TASK INSTRUCTIONS:
A. Answer these questions from the film review:
(i) Who is named as the cinematographer who shot the city with Allen?
(ii) What does Streep embody as Jill?
(iii) How are the characters placed in the frame in most scenes?
B. Carry on the film review from its final sentence.

GIVEN TEXT:
'''

Hemmingway and Streep do wonders with their smaller parts. As Jill, Streep embodies the cumulative frustration of a life lived with a self-absorbed, spineless intellectual; it's never suggested that Isaac's problems drove her to lesbianism, but there's a liberated airiness in their scenes--argumentative as they are--that illustrates the difference between healthy relationships and unhealthy ones. And Hemmingway is a revelation; only eighteen at the time, she emodies an intelligence that has not yet allowed its innocence to be corrupted. Though Tracy hangs out with people who are older than her parents, she doesn't get caught up in their bullshit. Indeed, she's the only cool voice of reason in Isaac's life; so, naturally he ignores her, except when it's convenient.
Despite being kind of a lovable asshole, Isaac makes for a wonderful, modern hero. Growing up, I remember a pop meme that said women found Woody Allen really sexy (until that mid-90s business, which, in light of his films' subject matter, should have surprised no one). I never got that, but I do now. He's smart and bookishly attractive, but he is also unafraid to wear his troubled heart on the lapel of his corduroy jacket. It's hard to say who the real Allen is, but Isaac feels like such an autobiographical construct that he might as well be a flesh-and-blood heartbreaker. As much as I didn't approve of Isaac's lecherousness, Allen made me understand it; and even sold it to me a bit by coloring his urges with a sense of moral conflict that is so undeniably human that I couldn't believe I was watching a romantic comedy.
The coolest character in the movie, though, is Manhattan. I hate it when critics describe a time or a place as a character because it's just cute, lazy shorthand that rarely means anything. So when I say the city is a "character", I mean that Allen spends so much time fetishizing the city's "personality" that it might as well have received a SAG membership. This isn't a knock. In fact, the way in which he and cinematographer Gordon Willis shoot the city informs the story as much as it gives it a place to unfold. In most scenes, the characters are small in the frame, underlining how ridiculous their self-imposed problems are in the grand scheme of things; in some cases, this dwarfing presents New York as the ultimate shrine to beauty, a place where people can't help but fall in love.

'''

[Dataset records]

'''

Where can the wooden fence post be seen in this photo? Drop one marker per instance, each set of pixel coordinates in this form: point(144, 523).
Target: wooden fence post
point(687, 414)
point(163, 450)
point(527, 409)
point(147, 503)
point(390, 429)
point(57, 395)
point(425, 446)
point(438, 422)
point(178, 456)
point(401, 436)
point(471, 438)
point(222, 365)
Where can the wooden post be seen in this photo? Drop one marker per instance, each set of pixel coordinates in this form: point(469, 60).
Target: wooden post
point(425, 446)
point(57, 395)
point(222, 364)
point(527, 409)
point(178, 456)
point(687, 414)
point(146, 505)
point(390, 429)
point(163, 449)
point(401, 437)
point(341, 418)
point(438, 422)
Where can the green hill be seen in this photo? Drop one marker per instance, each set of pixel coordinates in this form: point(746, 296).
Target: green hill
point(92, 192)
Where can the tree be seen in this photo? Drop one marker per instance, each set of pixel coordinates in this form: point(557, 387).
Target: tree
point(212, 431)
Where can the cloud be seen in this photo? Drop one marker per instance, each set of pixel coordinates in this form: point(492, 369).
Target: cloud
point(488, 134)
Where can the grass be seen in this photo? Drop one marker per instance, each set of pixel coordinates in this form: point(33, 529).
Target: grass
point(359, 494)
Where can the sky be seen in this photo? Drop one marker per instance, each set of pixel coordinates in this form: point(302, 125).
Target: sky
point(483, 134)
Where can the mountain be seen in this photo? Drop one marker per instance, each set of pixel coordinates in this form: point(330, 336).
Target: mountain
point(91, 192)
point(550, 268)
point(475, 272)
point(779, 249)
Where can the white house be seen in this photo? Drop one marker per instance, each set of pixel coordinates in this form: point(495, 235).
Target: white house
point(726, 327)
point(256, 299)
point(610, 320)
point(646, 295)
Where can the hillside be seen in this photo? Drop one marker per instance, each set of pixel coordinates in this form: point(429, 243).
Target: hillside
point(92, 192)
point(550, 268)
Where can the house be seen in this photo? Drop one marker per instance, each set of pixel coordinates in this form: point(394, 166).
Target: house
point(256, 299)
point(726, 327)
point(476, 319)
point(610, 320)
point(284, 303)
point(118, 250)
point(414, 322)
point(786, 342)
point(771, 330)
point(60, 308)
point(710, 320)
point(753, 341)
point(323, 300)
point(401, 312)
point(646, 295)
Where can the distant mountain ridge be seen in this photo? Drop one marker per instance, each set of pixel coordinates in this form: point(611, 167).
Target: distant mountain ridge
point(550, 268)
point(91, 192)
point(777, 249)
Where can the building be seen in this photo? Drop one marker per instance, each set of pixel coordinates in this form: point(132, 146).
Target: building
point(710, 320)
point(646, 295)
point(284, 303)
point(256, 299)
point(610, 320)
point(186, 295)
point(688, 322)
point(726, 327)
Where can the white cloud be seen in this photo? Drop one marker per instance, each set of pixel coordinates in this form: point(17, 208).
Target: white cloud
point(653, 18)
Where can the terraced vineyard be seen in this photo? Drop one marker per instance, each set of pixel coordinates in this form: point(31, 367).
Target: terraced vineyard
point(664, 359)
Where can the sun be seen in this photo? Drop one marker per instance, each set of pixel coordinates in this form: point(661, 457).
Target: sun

'''

ANSWER SET:
A.
(i) Gordon Willis.
(ii) The cumulative frustration of a life lived with a self-absorbed, spineless intellectual.
(iii) They are small in the frame.

B.
Allen's decision to shoot in black and white is another genius stroke. The light/dark dynamic sells the buildings, parks and apartments as the architectural and natural wonders that they are. The camera movements often create abstract images that morph into clarity (as in the beautiful planetarium scene, where Isaac and Mary's faces become talking constellations). Manhattan is such a crisp, gorgeous looking picture that after awhile I started to believe that I could get on a plane to New York and step off into a magical world of gray tones.
Once again, I find myself lamenting the fact that more filmmakers haven't followed Woody Allen's lead in the decades since he started making wonderful movies like this. Maybe audiences are too afraid of watching people who talk like they've earned degrees, or maybe the people who get movies made think that of ticket buyers. Whatever the case, I can't think of a recent romantic comedy that is as satisfying comedically, dramatically, or visually, and that's really, really sad.